▶ **Records for this exercise**:
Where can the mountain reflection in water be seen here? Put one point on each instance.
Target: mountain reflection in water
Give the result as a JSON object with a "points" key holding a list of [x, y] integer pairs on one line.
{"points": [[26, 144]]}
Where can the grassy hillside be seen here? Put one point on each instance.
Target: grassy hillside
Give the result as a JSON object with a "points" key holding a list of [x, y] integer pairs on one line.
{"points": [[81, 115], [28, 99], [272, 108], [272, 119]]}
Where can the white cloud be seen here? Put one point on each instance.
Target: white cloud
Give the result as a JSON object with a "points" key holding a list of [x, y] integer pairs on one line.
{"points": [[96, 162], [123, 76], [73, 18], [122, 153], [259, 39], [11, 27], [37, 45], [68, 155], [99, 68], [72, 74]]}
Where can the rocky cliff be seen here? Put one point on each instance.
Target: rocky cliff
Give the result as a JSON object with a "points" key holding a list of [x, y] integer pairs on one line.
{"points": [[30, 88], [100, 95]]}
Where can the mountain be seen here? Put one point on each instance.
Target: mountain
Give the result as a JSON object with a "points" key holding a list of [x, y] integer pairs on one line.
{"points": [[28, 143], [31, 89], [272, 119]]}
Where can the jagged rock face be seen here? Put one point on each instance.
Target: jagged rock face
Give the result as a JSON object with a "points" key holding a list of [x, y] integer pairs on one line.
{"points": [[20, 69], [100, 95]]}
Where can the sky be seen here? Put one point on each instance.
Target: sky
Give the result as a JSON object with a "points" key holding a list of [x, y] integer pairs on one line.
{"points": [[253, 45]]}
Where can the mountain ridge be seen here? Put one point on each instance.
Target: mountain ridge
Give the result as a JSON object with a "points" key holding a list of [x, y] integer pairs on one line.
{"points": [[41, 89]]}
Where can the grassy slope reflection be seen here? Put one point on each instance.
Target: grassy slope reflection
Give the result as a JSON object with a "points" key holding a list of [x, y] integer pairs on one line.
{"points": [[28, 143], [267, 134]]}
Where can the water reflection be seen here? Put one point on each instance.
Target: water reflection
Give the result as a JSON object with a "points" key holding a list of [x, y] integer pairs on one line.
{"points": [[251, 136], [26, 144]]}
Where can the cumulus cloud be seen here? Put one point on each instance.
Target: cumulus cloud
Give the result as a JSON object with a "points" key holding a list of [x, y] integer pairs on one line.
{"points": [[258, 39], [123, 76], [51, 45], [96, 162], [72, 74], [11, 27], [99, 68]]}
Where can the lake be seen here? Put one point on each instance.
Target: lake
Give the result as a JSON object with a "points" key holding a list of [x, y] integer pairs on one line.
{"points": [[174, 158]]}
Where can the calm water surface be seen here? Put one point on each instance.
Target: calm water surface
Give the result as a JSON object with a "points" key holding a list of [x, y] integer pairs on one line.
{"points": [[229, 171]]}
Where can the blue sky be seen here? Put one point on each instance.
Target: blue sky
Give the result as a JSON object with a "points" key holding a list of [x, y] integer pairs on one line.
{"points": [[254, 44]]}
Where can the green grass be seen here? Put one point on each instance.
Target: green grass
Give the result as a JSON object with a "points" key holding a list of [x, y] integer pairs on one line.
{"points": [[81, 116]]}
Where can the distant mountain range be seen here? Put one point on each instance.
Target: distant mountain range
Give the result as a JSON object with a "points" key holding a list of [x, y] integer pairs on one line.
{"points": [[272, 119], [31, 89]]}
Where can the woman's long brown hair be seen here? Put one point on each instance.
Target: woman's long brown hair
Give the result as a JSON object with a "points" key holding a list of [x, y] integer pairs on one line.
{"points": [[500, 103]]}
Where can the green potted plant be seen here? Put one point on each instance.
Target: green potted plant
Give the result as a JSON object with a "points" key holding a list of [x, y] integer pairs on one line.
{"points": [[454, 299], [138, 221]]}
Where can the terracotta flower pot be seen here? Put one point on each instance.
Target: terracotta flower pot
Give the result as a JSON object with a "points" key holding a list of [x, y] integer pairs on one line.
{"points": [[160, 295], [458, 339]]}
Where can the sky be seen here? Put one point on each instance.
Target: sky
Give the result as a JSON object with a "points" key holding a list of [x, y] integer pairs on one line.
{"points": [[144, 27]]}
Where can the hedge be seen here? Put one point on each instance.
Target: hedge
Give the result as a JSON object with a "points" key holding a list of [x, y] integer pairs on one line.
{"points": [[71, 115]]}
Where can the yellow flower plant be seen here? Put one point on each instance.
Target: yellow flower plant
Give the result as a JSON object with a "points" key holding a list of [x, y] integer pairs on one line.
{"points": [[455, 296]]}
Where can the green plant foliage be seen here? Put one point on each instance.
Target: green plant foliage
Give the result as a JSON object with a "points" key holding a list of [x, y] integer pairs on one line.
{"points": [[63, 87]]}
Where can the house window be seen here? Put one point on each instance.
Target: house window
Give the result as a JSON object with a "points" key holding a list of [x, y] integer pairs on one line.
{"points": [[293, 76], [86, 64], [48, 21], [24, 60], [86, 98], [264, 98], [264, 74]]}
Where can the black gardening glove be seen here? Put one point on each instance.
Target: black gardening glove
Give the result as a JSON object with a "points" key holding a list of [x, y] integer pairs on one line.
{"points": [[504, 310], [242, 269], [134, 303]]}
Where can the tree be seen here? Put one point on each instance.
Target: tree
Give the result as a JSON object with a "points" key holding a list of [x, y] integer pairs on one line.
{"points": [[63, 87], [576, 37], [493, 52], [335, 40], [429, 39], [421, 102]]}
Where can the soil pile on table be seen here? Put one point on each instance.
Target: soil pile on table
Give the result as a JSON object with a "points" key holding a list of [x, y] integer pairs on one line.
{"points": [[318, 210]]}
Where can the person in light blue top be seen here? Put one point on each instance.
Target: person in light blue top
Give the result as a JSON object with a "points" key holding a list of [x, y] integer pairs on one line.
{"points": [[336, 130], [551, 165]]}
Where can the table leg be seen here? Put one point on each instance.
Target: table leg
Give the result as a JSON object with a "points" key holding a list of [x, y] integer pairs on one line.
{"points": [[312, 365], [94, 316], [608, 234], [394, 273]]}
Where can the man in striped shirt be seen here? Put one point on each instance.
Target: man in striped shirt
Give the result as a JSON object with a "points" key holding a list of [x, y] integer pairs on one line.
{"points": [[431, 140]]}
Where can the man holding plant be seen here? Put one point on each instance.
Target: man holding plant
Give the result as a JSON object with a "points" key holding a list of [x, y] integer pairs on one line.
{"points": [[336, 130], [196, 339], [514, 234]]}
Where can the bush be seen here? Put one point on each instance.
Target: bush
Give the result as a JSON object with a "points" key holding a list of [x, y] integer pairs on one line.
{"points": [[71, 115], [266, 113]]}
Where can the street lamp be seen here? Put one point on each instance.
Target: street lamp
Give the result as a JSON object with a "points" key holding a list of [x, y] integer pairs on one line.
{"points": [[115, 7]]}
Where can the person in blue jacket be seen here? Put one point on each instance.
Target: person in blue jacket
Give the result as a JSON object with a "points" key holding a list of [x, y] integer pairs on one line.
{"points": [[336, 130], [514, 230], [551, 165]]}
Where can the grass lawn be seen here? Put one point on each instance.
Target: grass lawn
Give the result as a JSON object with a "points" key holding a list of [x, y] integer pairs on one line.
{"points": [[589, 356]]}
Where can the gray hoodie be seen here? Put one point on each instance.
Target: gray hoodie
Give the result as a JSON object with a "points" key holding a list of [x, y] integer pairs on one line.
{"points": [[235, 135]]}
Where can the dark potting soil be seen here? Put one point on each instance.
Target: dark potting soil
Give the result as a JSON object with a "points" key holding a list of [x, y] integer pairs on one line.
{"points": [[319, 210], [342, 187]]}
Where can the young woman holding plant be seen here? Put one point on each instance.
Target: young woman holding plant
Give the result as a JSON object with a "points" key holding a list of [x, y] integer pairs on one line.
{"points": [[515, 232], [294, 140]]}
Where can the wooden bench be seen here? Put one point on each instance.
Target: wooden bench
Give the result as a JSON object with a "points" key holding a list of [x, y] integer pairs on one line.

▶ **What is being asked**: Copy each line exactly, from the line containing "Where can the person in blue" down to the last line of the material, and no other lines.

▶ **Answer in full**:
Where can the person in blue jacket be seen here? Put one point on each instance.
Target: person in blue jacket
Give the result as a JSON object with a "points" key holding a list of [x, y] integer pairs on one line.
{"points": [[336, 130], [514, 230], [551, 165]]}
Where can the grass lawn be seen here? Put one point on each instance.
Target: grass lawn
Give the result as a JSON object with a "points" key holding a list of [x, y] integer pairs on one line.
{"points": [[589, 356]]}
Where can the gray hoodie be seen here? Put one point on each instance.
Target: gray hoodie
Give the result as a JSON object with a "points" key holding a list of [x, y] integer pairs on one line.
{"points": [[235, 135]]}
Where can the dark potting soil be seen here? Put one point on each instance.
Target: dark potting soil
Give the result as a JSON object with a "points" key holding a list of [x, y] integer pairs on one line.
{"points": [[319, 210], [342, 187]]}
Where can the young woman holding plant be seen here? Put one point on each instance.
Target: young woman holding plant
Give the result as a JSON object with a "points" key holding a list of [x, y] integer pairs on one line.
{"points": [[515, 232], [294, 140]]}
Where can the wooden bench be seen here? Put one point on each instance.
Target: wooden bench
Give the result as a JSON object with a "points" key holding a list of [x, y] integer pairs on one line.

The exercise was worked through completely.